REQUIRED TASK: In the records below, find the line containing "Would you point out the bridge railing"; give it again exactly, along with every line that follows, and nothing else.

DATA SHOWN:
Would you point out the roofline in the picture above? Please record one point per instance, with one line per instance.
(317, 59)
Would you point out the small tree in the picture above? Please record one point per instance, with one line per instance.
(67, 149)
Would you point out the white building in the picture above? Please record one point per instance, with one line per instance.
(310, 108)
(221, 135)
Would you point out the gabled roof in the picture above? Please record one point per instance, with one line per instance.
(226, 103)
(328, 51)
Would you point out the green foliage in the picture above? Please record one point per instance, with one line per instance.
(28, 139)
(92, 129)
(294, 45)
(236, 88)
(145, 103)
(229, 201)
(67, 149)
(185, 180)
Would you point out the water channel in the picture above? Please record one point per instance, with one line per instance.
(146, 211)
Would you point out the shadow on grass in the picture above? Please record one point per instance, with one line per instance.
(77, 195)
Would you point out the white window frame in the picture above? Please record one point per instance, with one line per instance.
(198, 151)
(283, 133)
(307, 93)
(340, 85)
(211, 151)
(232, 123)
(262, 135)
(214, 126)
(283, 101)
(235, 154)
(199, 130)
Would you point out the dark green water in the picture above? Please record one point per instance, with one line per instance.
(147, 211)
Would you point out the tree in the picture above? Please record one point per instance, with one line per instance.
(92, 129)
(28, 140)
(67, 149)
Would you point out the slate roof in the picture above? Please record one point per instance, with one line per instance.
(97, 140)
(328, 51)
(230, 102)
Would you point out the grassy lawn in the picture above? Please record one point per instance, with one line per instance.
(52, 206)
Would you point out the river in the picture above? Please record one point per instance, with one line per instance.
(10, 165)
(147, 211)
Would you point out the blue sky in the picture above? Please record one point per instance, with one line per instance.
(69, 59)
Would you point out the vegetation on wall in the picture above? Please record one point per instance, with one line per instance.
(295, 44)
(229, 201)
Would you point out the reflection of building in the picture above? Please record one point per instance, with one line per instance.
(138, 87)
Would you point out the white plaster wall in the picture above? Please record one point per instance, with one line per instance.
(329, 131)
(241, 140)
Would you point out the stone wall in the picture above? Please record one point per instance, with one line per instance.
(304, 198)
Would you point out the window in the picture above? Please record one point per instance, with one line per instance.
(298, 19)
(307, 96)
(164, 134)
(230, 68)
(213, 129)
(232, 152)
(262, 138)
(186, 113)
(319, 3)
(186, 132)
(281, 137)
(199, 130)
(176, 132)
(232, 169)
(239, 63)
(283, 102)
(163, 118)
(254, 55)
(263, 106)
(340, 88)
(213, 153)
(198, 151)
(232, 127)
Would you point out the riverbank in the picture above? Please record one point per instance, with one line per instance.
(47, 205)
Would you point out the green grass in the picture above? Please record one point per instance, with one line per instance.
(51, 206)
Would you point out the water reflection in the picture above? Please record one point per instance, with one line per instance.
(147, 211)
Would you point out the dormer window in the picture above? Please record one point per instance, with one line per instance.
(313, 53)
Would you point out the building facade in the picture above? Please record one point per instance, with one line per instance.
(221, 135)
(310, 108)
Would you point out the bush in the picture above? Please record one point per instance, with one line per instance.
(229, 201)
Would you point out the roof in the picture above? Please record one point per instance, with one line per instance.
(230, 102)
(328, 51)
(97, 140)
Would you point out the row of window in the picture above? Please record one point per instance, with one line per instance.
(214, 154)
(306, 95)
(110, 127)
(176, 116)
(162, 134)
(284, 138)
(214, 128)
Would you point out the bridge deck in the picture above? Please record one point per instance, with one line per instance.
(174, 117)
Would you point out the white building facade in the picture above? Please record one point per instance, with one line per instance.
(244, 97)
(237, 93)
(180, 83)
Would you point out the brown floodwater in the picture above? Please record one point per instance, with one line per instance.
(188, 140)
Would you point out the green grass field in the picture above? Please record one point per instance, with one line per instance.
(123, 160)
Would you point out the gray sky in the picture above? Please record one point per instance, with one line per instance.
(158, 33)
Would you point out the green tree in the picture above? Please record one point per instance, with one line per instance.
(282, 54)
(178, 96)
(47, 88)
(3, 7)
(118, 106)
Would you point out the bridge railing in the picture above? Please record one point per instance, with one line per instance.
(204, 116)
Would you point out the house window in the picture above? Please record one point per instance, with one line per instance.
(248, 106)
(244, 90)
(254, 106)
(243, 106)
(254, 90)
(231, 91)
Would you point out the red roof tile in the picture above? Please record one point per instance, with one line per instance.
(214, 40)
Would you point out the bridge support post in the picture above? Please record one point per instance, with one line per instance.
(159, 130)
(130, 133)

FINAL ANSWER:
Would you point out the bridge railing in the picture above? Please record one point per instance, with one line per instance.
(204, 116)
Would you point out the house window in the picture above? Please record one point per instance, with one line per instance.
(248, 106)
(244, 90)
(254, 106)
(243, 106)
(254, 90)
(231, 91)
Would you point out the red roof tile in the picture above? Please record one point per instance, with one line per instance.
(214, 40)
Would you point out the bridge support post in the picture above? Please record one point per instance, with one line per instance.
(159, 130)
(130, 133)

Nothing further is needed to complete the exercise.